Begin Data extract
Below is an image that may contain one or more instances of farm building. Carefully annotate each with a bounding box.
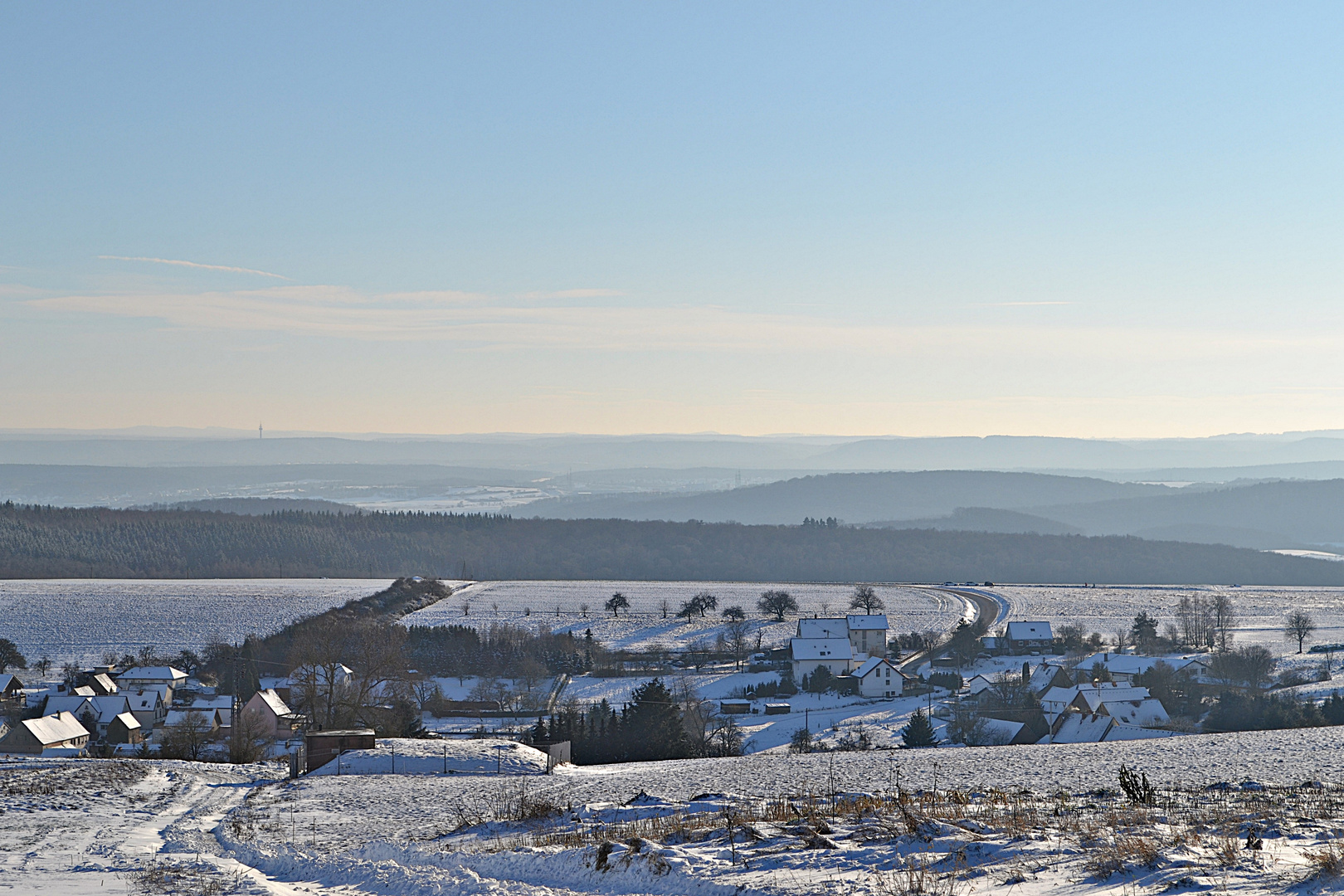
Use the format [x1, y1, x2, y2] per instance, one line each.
[1078, 653, 1211, 684]
[122, 689, 168, 731]
[798, 616, 850, 640]
[304, 728, 377, 771]
[243, 690, 295, 740]
[117, 666, 187, 705]
[105, 712, 144, 744]
[0, 712, 89, 757]
[1008, 622, 1055, 655]
[845, 614, 887, 657]
[0, 672, 23, 700]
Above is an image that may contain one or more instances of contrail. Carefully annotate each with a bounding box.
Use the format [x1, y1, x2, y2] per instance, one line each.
[98, 256, 289, 280]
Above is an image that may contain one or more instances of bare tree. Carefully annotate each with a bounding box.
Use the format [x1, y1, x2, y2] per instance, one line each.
[757, 588, 798, 622]
[1210, 594, 1236, 650]
[228, 709, 266, 764]
[158, 712, 210, 762]
[850, 584, 887, 616]
[1283, 610, 1316, 653]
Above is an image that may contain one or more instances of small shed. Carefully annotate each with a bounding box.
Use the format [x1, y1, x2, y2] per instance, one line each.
[304, 728, 377, 771]
[0, 672, 23, 700]
[0, 712, 89, 757]
[108, 712, 144, 744]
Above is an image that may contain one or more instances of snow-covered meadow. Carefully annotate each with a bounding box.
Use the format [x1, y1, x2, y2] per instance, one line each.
[403, 582, 965, 650]
[7, 728, 1344, 896]
[0, 579, 391, 664]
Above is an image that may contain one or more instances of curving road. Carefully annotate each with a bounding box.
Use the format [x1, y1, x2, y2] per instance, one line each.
[897, 588, 1004, 669]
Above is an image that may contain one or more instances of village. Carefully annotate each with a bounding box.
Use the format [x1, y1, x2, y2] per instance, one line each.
[0, 586, 1258, 774]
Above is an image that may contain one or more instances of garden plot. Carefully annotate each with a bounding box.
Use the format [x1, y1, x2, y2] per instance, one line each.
[0, 579, 391, 664]
[231, 732, 1344, 896]
[403, 582, 965, 650]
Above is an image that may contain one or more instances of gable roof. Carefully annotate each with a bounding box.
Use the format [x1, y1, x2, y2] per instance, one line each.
[798, 616, 850, 640]
[247, 688, 295, 716]
[789, 638, 850, 661]
[113, 712, 139, 731]
[19, 712, 89, 747]
[41, 694, 98, 718]
[89, 694, 130, 725]
[117, 666, 187, 685]
[1008, 622, 1055, 640]
[850, 657, 899, 679]
[1049, 712, 1116, 744]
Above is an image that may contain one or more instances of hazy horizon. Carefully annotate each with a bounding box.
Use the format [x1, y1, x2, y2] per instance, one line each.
[7, 2, 1344, 439]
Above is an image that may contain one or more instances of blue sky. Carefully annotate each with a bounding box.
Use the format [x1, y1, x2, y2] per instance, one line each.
[0, 2, 1344, 436]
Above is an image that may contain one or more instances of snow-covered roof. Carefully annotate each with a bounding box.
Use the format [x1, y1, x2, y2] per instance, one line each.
[247, 689, 293, 716]
[1040, 688, 1078, 712]
[984, 718, 1025, 744]
[41, 694, 95, 718]
[89, 694, 130, 725]
[1049, 712, 1114, 744]
[1105, 722, 1176, 740]
[117, 666, 187, 685]
[798, 616, 850, 640]
[19, 712, 89, 747]
[854, 657, 895, 679]
[1099, 697, 1171, 727]
[1075, 681, 1149, 712]
[1008, 622, 1055, 640]
[789, 638, 850, 661]
[967, 674, 995, 697]
[1078, 651, 1208, 675]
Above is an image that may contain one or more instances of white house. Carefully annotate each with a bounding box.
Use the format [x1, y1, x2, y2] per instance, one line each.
[854, 657, 904, 697]
[798, 616, 850, 640]
[243, 690, 302, 739]
[789, 636, 852, 684]
[1078, 653, 1211, 684]
[1008, 622, 1055, 655]
[0, 712, 89, 757]
[122, 689, 168, 732]
[1097, 697, 1171, 728]
[117, 666, 187, 704]
[845, 614, 887, 657]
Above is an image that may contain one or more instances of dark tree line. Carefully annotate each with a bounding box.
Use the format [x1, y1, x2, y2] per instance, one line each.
[0, 504, 1344, 584]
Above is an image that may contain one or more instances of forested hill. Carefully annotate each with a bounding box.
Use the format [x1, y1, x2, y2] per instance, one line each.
[0, 504, 1344, 584]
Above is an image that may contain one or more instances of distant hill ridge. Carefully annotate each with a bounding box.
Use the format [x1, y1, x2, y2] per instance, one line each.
[0, 504, 1344, 586]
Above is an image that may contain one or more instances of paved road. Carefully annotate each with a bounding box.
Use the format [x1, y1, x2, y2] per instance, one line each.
[897, 588, 1003, 669]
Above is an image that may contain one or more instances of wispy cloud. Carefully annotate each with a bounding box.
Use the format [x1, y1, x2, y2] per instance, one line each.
[523, 289, 625, 298]
[98, 256, 289, 280]
[24, 286, 1342, 364]
[980, 302, 1074, 308]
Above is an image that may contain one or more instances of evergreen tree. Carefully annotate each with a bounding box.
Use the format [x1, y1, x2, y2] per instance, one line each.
[900, 709, 938, 750]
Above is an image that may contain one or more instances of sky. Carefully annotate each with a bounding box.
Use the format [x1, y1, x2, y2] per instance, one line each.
[0, 2, 1344, 436]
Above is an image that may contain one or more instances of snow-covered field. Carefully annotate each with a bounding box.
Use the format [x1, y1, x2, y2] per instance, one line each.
[0, 579, 391, 664]
[993, 586, 1344, 653]
[405, 582, 965, 649]
[7, 728, 1344, 896]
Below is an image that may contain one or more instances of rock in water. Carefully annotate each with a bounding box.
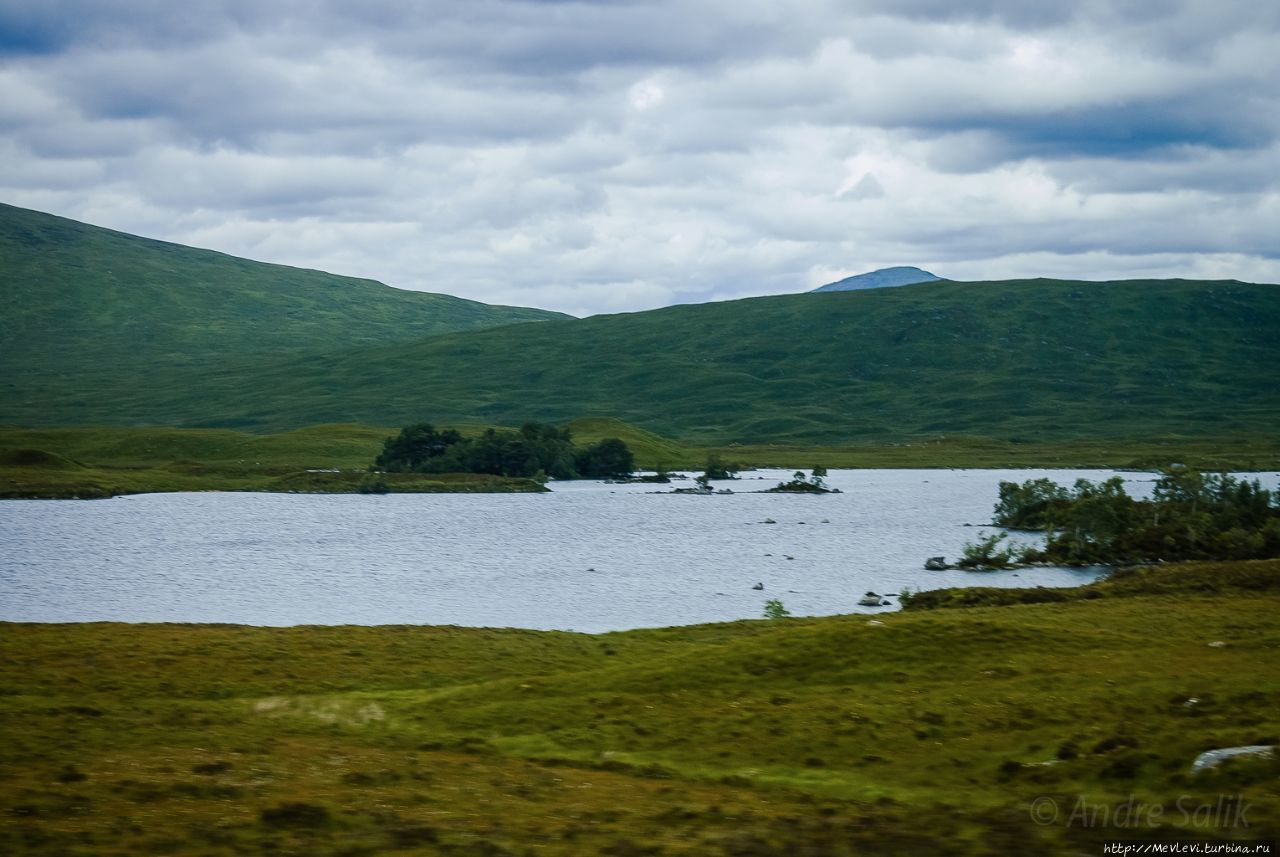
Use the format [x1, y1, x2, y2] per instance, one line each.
[1192, 744, 1276, 774]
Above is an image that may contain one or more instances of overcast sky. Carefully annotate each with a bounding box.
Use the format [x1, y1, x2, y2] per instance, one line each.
End Data extract
# Work required:
Put every line of the material above into a Markdown table with the columns Row and Line, numbering the rows and skipping blank lines. Leave the pictures out of the table.

# Result of the exercise:
| Row | Line |
|---|---|
| 1 | Below is an image that may contain one or more instances of farm building. Carefully annotate each with a bounding box. |
| 2 | Use the format [x1, y1, x2, y2] per instance, one line each. |
| 3 | [1078, 653, 1211, 684] |
| 4 | [122, 689, 168, 731] |
| 5 | [798, 616, 850, 640] |
| 6 | [304, 728, 377, 771] |
| 7 | [243, 690, 295, 740] |
| 8 | [117, 666, 187, 705] |
| 9 | [105, 712, 144, 744] |
| 10 | [0, 712, 89, 757] |
| 11 | [1008, 622, 1055, 655] |
| 12 | [845, 614, 887, 657] |
| 13 | [0, 672, 23, 700] |
| 14 | Above is an image that may contain one or more instances of contrail. Carefully annotate each with a bounding box. |
| 15 | Use the format [x1, y1, x2, y2] per instance, one line each. |
| 16 | [98, 256, 289, 280] |
| 17 | Above is an image that may contain one or more instances of bare tree. Carefully annotate each with a bounding box. |
| 18 | Use the format [x1, y1, x2, y2] per instance, one line each. |
| 19 | [757, 588, 798, 622] |
| 20 | [1210, 594, 1236, 650] |
| 21 | [228, 709, 266, 764] |
| 22 | [158, 712, 210, 762] |
| 23 | [850, 584, 887, 616] |
| 24 | [1283, 610, 1316, 653] |
| 25 | Above is an image that may contain one or more instances of small shed. Carefully annotate each with a bounding box. |
| 26 | Use the format [x1, y1, x2, y2] per instance, one line each. |
| 27 | [304, 728, 377, 771] |
| 28 | [0, 672, 23, 700] |
| 29 | [0, 712, 89, 757] |
| 30 | [108, 712, 144, 744] |
| 31 | Above is an image that may contain one or more instances of snow-covered meadow. Carefully annotate each with a bounding box. |
| 32 | Use the format [x1, y1, x2, y2] per instance, one line each. |
| 33 | [403, 582, 965, 650] |
| 34 | [7, 728, 1344, 896] |
| 35 | [0, 579, 391, 664] |
| 36 | Above is an image that may contain one or more instances of curving road. Carefully annotate each with a bounding box. |
| 37 | Use the format [x1, y1, x2, y2] per instance, one line each. |
| 38 | [897, 588, 1004, 669] |
| 39 | Above is an image that may contain one or more instances of village. Carefully annotate each with a bounding box. |
| 40 | Use the format [x1, y1, x2, y2] per instance, one line each. |
| 41 | [0, 586, 1258, 774] |
| 42 | Above is an image that may contain one or more instances of garden plot. Carefully annotate each with a bounding box. |
| 43 | Use the format [x1, y1, x2, y2] per instance, one line each. |
| 44 | [0, 579, 391, 664] |
| 45 | [231, 732, 1344, 896] |
| 46 | [403, 582, 965, 650] |
| 47 | Above is an image that may contain one or more instances of gable roof. Carefully annotate each with a bounding box. |
| 48 | Use the format [x1, y1, x2, y2] per instance, one line each. |
| 49 | [798, 616, 850, 640] |
| 50 | [247, 688, 295, 716] |
| 51 | [789, 638, 850, 661] |
| 52 | [113, 712, 139, 731] |
| 53 | [19, 712, 89, 747] |
| 54 | [41, 694, 98, 718] |
| 55 | [89, 694, 130, 725] |
| 56 | [117, 666, 187, 685] |
| 57 | [1008, 622, 1055, 640] |
| 58 | [850, 657, 899, 679] |
| 59 | [1049, 712, 1116, 744] |
| 60 | Above is an image that may contain one or more instances of hazy horizon. Carefully annotate each with a bounding box. |
| 61 | Use the format [x1, y1, x2, y2] per instance, one line each. |
| 62 | [7, 2, 1344, 439] |
| 63 | Above is an image that may contain one or more instances of blue sky. Carefully annotate each with a bounding box. |
| 64 | Use the format [x1, y1, x2, y2] per instance, one line each. |
| 65 | [0, 2, 1344, 436] |
| 66 | Above is an image that may contain one or more instances of snow-covered roof. Carefully annotate each with a bounding box. |
| 67 | Use the format [x1, y1, x2, y2] per instance, one line each. |
| 68 | [247, 689, 293, 716] |
| 69 | [1040, 688, 1078, 712] |
| 70 | [984, 718, 1025, 744] |
| 71 | [41, 694, 95, 718] |
| 72 | [89, 694, 130, 725] |
| 73 | [1049, 712, 1114, 744] |
| 74 | [1105, 722, 1176, 740] |
| 75 | [117, 666, 187, 685] |
| 76 | [798, 616, 850, 640] |
| 77 | [19, 712, 89, 747] |
| 78 | [854, 657, 895, 679] |
| 79 | [1099, 697, 1171, 727] |
| 80 | [1075, 681, 1149, 712] |
| 81 | [1008, 622, 1055, 640] |
| 82 | [789, 638, 850, 661] |
| 83 | [967, 674, 995, 697] |
| 84 | [1078, 651, 1208, 675] |
| 85 | Above is an image that may contain one or more instances of white house. Carefully annotate each with a bounding box. |
| 86 | Use the format [x1, y1, x2, y2] per instance, one line each. |
| 87 | [854, 657, 904, 697] |
| 88 | [798, 616, 850, 640] |
| 89 | [243, 690, 302, 739] |
| 90 | [789, 636, 852, 684] |
| 91 | [1078, 653, 1211, 684] |
| 92 | [1008, 622, 1055, 655] |
| 93 | [0, 712, 89, 757] |
| 94 | [122, 689, 168, 732] |
| 95 | [1097, 697, 1171, 728] |
| 96 | [117, 666, 187, 704] |
| 97 | [845, 614, 887, 657] |
| 98 | Above is an image that may contain one or more instances of dark tree line. Carefully annotate each with a bounding box. |
| 99 | Use the format [x1, y1, x2, y2] per instance, one line each. |
| 100 | [0, 504, 1344, 584] |
| 101 | Above is an image that may contain one or more instances of forested hill. Carefully annotate each with a bounding box. |
| 102 | Use the format [x1, y1, x2, y2] per instance, one line each. |
| 103 | [0, 504, 1344, 584] |
| 104 | Above is an image that may contain one or more instances of distant hill ridge. Carefully annotate each with a bounding box. |
| 105 | Use the format [x1, y1, x2, y2] per instance, one line each. |
| 106 | [0, 504, 1344, 586] |
| 107 | Above is an image that may contain one or more instances of paved road. Carefully annotate each with a bounding box. |
| 108 | Use the format [x1, y1, x2, y2] per instance, one line each. |
| 109 | [897, 588, 1003, 669] |
| 110 | Above is an image that may contain one or more instances of wispy cloud. Carefully annotate each with a bounding box. |
| 111 | Use the format [x1, y1, x2, y2] per instance, one line each. |
| 112 | [523, 289, 625, 298] |
| 113 | [98, 256, 289, 280] |
| 114 | [24, 286, 1342, 364] |
| 115 | [980, 302, 1074, 308] |
| 116 | Above is an image that may contain one or more instances of evergreen tree. Carefully annotate each with a bounding box. |
| 117 | Use the format [x1, y1, x2, y2] per instance, one line each. |
| 118 | [900, 709, 938, 750] |
| 119 | Above is an image that may contain one or more instances of sky. Carefully annotate each with a bounding box. |
| 120 | Use the format [x1, y1, x2, y2] per instance, one line each. |
| 121 | [0, 2, 1344, 436] |
| 122 | Above is an image that may contain one or more instances of snow-covered field. Carefully annotate each with a bounding box. |
| 123 | Use the format [x1, y1, x2, y2] per instance, one line each. |
| 124 | [0, 579, 391, 664] |
| 125 | [993, 586, 1344, 653] |
| 126 | [405, 582, 965, 649] |
| 127 | [7, 728, 1344, 896] |
| 128 | Below is an image that may contain one or more instances of rock in water. Carefully annotate each with a bounding box. |
| 129 | Use the format [x1, y1, x2, y2] per instance, one line each. |
| 130 | [1192, 744, 1276, 774] |
| 131 | Above is an image that may contain one or more instances of overcast sky. Carefully annotate each with a bounding box. |
| 132 | Use the format [x1, y1, x2, y2] per instance, one line each. |